TASK BRIEF: Please return each line of the listing below that contains the word "wall".

Collected data:
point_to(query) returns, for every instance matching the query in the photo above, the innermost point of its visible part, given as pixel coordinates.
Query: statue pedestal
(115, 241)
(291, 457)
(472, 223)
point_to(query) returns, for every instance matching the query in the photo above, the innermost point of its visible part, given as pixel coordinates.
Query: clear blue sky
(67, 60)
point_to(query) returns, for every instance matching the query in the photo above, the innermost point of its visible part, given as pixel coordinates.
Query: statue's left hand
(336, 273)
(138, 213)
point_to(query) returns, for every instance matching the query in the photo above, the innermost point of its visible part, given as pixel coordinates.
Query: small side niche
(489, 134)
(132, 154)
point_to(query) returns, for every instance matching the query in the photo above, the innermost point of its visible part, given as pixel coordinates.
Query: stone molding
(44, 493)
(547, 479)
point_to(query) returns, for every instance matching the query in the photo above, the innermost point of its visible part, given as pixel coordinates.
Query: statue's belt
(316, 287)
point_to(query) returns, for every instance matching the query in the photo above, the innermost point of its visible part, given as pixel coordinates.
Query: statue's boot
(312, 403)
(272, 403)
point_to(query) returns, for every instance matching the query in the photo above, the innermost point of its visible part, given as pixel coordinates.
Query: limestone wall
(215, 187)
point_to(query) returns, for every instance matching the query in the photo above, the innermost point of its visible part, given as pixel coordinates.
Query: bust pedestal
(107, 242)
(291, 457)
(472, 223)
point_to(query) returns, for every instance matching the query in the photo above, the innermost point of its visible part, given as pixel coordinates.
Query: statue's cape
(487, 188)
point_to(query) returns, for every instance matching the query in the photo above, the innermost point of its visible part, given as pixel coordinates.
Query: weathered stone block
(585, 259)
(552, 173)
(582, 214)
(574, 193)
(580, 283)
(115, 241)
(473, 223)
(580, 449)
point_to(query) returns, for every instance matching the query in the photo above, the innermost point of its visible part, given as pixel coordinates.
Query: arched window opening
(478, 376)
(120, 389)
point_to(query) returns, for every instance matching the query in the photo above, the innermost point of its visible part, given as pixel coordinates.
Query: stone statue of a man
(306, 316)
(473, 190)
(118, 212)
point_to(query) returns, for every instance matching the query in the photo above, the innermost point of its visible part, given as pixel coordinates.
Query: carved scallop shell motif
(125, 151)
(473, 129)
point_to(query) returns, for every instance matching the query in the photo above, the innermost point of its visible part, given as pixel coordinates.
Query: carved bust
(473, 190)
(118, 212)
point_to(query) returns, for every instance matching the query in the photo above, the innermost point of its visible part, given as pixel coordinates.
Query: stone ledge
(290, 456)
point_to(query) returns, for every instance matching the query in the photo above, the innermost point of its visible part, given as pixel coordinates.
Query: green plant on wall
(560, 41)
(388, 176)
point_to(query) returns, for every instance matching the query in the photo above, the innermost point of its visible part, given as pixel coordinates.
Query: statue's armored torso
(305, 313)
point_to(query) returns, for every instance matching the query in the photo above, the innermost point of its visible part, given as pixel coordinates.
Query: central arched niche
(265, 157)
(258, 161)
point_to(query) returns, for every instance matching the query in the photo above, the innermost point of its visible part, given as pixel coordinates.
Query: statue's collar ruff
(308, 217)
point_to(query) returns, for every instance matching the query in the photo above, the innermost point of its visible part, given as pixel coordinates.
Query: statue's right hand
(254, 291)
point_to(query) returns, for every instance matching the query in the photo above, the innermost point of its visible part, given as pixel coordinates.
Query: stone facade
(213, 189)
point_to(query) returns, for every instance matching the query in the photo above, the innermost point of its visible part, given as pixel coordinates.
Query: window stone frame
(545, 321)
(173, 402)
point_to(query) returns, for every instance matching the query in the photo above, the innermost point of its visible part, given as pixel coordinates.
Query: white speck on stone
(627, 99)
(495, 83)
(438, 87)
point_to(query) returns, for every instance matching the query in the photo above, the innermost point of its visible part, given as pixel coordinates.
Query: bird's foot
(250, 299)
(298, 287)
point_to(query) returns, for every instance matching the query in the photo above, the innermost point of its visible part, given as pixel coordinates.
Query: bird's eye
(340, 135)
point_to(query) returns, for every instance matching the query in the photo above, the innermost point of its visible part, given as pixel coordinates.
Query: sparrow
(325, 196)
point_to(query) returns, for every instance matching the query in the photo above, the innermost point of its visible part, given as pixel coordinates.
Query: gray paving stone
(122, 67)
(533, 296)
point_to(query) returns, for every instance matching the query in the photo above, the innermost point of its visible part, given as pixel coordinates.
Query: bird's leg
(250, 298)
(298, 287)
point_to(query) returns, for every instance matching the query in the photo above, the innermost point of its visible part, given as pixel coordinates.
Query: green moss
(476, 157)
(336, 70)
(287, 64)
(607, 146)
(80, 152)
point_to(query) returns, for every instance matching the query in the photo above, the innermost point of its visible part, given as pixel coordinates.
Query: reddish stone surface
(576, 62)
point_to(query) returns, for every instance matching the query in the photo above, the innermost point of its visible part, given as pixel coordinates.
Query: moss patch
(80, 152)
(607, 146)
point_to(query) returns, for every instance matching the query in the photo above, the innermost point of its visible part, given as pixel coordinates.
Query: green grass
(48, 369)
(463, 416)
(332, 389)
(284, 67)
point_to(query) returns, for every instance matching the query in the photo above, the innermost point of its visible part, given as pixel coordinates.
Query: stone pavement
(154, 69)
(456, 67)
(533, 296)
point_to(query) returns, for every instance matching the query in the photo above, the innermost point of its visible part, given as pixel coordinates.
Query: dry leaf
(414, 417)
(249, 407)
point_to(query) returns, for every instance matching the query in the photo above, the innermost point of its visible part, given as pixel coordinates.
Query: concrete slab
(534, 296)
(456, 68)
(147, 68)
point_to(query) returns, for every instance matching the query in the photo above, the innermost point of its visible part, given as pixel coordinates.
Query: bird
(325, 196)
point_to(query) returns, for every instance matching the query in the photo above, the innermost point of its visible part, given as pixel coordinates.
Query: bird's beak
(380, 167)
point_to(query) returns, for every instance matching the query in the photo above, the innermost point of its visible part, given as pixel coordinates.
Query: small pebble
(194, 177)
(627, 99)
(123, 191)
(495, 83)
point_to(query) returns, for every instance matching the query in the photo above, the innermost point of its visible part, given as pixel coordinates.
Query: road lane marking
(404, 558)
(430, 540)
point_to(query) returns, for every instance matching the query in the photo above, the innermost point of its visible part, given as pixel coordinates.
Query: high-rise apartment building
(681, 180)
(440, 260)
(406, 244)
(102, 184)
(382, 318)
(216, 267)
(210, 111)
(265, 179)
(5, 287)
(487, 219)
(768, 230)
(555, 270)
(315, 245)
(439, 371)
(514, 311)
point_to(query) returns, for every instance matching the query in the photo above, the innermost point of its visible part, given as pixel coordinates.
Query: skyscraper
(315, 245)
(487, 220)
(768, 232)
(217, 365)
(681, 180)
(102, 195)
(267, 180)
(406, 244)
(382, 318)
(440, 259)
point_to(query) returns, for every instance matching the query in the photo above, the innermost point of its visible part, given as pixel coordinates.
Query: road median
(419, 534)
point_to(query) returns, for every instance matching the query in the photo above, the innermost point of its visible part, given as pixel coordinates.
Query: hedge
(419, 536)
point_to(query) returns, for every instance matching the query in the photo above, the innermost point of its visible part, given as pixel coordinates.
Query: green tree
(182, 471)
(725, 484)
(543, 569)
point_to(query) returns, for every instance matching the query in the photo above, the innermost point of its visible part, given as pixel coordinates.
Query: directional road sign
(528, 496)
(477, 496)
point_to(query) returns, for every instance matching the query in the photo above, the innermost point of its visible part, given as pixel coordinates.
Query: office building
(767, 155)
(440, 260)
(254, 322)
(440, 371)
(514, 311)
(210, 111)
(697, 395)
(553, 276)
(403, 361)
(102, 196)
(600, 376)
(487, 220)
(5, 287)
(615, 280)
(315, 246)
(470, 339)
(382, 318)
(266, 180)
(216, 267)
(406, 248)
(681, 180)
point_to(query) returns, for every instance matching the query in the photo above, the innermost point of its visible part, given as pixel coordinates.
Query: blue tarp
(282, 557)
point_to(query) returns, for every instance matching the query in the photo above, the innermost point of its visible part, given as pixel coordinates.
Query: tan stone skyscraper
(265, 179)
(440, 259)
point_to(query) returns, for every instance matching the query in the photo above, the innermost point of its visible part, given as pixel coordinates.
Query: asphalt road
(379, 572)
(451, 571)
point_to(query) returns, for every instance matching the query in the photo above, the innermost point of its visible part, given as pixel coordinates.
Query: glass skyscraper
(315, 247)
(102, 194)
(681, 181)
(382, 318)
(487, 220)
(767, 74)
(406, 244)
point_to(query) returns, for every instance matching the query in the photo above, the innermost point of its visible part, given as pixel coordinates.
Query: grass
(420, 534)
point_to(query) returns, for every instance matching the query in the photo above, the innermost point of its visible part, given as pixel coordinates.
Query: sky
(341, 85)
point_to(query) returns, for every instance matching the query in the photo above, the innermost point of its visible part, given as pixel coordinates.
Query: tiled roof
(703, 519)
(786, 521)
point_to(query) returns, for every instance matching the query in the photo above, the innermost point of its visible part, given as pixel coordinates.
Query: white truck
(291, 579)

FULL OUTPUT:
Query: limestone wall
Query: green plant on wall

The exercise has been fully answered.